Pasaje del documento:
Lo que quieren los autores de ese desplegado y el que le siguió es lo mismo que quieren Frenaa y su destacado vocero, el ex ejecutivo de Cocacola-Femsa, Gilberto Lozano, uno entre otros coprófonos que intoxican las redes sociales; lo mismo que quiere el ex arzobispo de Guadalajara, Humberto Sandoval Íñiguez, pastor de género (los feminicidios obedecen a “la imprudencia de las mujeres”) y reinventor del macartismo; lo mismo que quieren todos esos periodistas y medios a los que sobresubsidiaban los gobiernos anteriores; lo mismo que quieren los de las caravanas de autos antiAMLO; lo mismo que quieren los gobernadores de la oposición en modo vintage; lo mismo que quieren el priísmo panificado, el panismo priíficado y el perredismo prianificado; lo mismo que quiere la oligarquía y la derecha más rabiosa del país. Esa es la coalición a la que se refieren los signatarios del documento: la que no votó por López Obrador contra la mayoría que lo llevó a ejercer la autoridad del Ejecutivo federal.
Ellos han leído a Sartre, a Canetti, a Foucault. Saben, así, que las palabras no cobran un sentido social por sí mismas, sino por el contexto en el que se pronuncian. Su historia, con otras palabras, se hermana a las otras historias de voluntad opositora que tienen un mayor radio de difusión.
En su desplegado afirman que tomó muchos años eliminar el autoritarismo –del que acusan al actual gobierno– y establecer la democracia en nuestro país. Si los mexicanos hubiéramos experimentado lo que una democracia significa podríamos estar de acuerdo con su afirmación.
Pero en México la democracia nunca ha existido, ni existe ahora mismo. Puede haber un gobierno con prácticas más o menos democráticas, pero esto no asegura la existencia de la democracia. No puede haberla –ellos lo saben– en una nación con una tan pronunciada cordillera de ingreso como es la nuestra; tampoco puede haberla donde la propiedad de los medios de producción y mediación es absoluta y le da a sus dueños, en consecuencia, un poder prácticamente absoluto sobre las relaciones laborales, las utilidades y precios condicionados por las mercancías bajo su control.
La reducción al trámite electoral es sólo una parte –y no la más significativa– de una democracia. Si así fuese, el voto mayoritario que eligió a López Obrador sería, por segunda ocasión en este siglo, la concreción plena de la democracia. No lo fue con Fox el súbdito, menos con Calderón el espurio o Peña Nieto el corrupto; el propio gobierno de Morena está aún por demostrar hasta dónde resulta democrático, según su programa.

Serie de ejercicios:
1 – Transcribe sin alteraciones el fragmento del pasaje que empieza con "Ellos han leído" y continúa hasta "con su afirmación.".
2 – Responde, con base en el pasaje, estas preguntas:
(a) ¿De qué empresa fue ejecutivo Gilberto Lozano?
(b) ¿A qué autores han leído los firmantes del desplegado?
(c) ¿Qué calificativo recibe Calderón?
3 – Enumera a todas las personas que el último párrafo del pasaje acompaña de un calificativo, cada una con el suyo.

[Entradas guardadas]
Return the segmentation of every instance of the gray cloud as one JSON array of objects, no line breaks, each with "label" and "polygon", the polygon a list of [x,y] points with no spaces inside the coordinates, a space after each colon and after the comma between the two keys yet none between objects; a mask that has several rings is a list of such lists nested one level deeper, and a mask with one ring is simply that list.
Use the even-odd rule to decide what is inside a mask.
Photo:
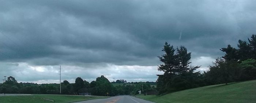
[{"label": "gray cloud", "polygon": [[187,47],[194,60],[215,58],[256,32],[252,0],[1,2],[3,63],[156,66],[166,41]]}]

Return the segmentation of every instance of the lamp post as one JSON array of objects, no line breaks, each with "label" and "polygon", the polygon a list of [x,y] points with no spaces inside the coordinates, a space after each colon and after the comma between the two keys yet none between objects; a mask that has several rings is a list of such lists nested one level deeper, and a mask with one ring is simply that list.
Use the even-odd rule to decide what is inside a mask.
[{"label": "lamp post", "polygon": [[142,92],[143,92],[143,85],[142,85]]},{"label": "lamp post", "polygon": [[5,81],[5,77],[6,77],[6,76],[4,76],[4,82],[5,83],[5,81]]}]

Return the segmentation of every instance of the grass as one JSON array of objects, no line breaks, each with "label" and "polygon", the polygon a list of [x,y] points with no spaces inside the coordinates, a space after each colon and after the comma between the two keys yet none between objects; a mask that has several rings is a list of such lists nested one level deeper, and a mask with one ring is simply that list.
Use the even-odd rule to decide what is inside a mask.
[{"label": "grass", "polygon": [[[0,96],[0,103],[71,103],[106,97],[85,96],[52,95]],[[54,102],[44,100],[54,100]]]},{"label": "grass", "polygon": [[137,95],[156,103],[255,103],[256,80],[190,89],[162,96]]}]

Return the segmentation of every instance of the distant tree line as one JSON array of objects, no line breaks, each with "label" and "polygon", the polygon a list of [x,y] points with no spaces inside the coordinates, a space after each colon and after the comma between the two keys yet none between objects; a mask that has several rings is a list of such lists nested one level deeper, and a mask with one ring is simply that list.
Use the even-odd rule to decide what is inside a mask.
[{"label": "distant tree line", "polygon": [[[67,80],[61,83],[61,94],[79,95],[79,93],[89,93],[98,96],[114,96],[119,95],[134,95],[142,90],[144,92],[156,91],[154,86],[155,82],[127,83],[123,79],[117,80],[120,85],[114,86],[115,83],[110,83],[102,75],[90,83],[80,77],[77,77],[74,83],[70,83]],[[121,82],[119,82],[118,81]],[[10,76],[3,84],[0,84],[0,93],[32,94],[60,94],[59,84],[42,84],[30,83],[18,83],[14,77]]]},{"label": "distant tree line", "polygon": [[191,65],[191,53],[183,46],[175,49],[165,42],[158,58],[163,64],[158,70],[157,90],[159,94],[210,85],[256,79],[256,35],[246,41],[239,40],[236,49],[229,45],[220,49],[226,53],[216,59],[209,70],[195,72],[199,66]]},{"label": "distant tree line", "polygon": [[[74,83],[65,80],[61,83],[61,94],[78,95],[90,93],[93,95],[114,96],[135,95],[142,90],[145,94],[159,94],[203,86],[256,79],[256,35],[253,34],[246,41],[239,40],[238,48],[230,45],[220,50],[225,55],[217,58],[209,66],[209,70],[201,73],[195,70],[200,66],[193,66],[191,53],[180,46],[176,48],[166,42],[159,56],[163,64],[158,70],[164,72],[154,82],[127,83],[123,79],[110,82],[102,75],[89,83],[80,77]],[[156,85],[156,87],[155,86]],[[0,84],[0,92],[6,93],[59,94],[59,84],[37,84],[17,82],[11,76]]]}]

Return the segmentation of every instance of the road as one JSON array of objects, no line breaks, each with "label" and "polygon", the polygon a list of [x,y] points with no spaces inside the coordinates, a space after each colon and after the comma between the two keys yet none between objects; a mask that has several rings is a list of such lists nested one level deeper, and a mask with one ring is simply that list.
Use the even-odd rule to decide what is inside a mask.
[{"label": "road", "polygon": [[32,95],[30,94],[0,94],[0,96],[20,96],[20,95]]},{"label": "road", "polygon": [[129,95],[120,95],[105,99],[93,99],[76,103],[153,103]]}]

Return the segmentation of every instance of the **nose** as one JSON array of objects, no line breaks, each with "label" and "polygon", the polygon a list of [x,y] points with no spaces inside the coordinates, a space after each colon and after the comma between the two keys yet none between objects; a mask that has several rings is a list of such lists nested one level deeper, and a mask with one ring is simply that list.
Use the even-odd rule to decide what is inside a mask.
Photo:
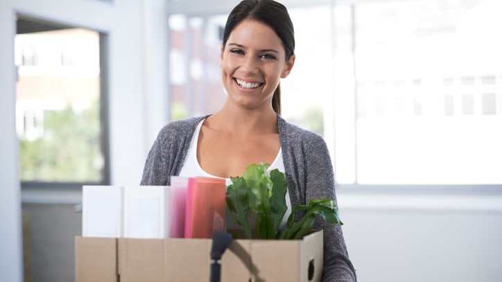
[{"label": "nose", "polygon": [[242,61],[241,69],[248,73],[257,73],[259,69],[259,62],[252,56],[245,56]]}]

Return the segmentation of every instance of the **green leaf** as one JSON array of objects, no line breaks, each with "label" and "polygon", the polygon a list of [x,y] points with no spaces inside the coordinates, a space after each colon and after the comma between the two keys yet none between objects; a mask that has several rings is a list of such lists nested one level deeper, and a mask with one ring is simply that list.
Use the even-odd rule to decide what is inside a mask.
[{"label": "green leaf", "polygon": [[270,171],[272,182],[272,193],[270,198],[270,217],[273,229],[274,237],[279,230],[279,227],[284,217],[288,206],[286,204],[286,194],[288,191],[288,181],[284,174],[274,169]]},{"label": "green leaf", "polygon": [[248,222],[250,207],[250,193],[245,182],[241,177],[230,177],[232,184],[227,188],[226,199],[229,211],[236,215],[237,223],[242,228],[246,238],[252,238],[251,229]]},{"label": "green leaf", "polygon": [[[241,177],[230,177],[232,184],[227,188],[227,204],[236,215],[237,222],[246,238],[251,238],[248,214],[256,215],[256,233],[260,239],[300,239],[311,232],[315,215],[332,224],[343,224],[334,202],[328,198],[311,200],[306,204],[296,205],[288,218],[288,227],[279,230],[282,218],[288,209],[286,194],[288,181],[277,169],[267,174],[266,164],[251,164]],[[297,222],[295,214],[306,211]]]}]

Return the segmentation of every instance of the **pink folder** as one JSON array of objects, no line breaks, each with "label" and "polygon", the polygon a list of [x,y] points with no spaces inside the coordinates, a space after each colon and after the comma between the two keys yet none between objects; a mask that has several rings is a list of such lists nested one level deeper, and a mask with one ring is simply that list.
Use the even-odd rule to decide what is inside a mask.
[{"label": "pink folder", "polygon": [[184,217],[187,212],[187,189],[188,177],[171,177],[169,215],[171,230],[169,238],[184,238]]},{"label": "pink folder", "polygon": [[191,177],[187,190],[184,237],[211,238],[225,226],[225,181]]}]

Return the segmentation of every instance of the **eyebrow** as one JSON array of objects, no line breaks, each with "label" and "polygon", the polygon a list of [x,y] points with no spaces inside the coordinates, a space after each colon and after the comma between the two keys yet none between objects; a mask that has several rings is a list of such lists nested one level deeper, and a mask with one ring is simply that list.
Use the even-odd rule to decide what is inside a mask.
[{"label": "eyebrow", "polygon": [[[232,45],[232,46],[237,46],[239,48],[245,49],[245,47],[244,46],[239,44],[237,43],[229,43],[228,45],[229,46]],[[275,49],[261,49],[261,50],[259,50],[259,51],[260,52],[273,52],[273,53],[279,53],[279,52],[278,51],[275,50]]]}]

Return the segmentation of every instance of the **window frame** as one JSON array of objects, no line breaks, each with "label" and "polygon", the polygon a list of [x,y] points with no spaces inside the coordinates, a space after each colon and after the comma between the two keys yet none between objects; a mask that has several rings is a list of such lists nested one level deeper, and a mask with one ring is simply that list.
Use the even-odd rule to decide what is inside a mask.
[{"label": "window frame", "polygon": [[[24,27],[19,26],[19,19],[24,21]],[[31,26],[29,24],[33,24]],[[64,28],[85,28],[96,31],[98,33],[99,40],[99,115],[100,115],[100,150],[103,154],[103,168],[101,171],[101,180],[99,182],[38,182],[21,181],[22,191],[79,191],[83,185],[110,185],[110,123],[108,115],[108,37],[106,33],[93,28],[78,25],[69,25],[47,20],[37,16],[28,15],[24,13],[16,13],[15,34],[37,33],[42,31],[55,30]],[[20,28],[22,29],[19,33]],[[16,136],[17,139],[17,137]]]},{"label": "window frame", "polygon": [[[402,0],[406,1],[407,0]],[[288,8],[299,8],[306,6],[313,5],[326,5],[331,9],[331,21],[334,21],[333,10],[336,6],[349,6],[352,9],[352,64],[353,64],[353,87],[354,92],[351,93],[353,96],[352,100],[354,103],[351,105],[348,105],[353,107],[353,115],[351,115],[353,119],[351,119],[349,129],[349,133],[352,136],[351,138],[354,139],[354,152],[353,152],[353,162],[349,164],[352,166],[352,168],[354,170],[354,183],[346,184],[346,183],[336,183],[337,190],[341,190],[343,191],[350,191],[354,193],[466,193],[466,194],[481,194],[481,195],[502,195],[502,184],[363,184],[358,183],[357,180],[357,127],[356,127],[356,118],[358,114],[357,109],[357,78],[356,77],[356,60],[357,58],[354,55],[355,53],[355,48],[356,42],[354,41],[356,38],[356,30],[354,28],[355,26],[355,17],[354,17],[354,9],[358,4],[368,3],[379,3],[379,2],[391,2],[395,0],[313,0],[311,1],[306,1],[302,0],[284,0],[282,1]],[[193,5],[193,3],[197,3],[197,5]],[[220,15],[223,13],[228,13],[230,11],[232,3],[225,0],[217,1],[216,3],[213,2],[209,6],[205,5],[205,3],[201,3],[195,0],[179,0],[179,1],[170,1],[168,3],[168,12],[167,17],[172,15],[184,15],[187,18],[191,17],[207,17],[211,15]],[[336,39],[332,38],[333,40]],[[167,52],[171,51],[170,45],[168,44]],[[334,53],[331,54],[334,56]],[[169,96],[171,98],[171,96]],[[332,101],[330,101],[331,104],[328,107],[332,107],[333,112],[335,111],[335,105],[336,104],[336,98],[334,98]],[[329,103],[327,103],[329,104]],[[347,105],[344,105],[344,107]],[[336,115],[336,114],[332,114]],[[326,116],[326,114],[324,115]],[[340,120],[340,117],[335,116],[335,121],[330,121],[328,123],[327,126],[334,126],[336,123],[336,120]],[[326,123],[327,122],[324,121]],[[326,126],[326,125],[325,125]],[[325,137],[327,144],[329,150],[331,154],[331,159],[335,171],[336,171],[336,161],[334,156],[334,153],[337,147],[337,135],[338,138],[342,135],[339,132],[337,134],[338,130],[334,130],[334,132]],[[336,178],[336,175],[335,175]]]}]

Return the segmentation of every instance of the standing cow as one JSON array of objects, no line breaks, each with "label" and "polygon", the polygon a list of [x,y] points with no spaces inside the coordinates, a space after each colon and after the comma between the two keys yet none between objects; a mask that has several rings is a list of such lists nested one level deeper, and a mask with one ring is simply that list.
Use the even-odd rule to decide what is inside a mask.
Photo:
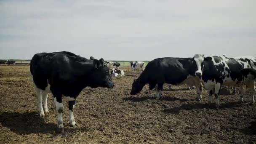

Lista de respuestas:
1 –
Ellos han leído a Sartre, a Canetti, a Foucault. Saben, así, que las palabras no cobran un sentido social por sí mismas, sino por el contexto en el que se pronuncian. Su historia, con otras palabras, se hermana a las otras historias de voluntad opositora que tienen un mayor radio de difusión.
En su desplegado afirman que tomó muchos años eliminar el autoritarismo –del que acusan al actual gobierno– y establecer la democracia en nuestro país. Si los mexicanos hubiéramos experimentado lo que una democracia significa podríamos estar de acuerdo con su afirmación.

2 –
(a) De Cocacola-Femsa.
(b) A Sartre, a Canetti y a Foucault.
(c) El espurio.

3 –
Fox: el súbdito
Calderón: el espurio
Peña Nieto: el corrupto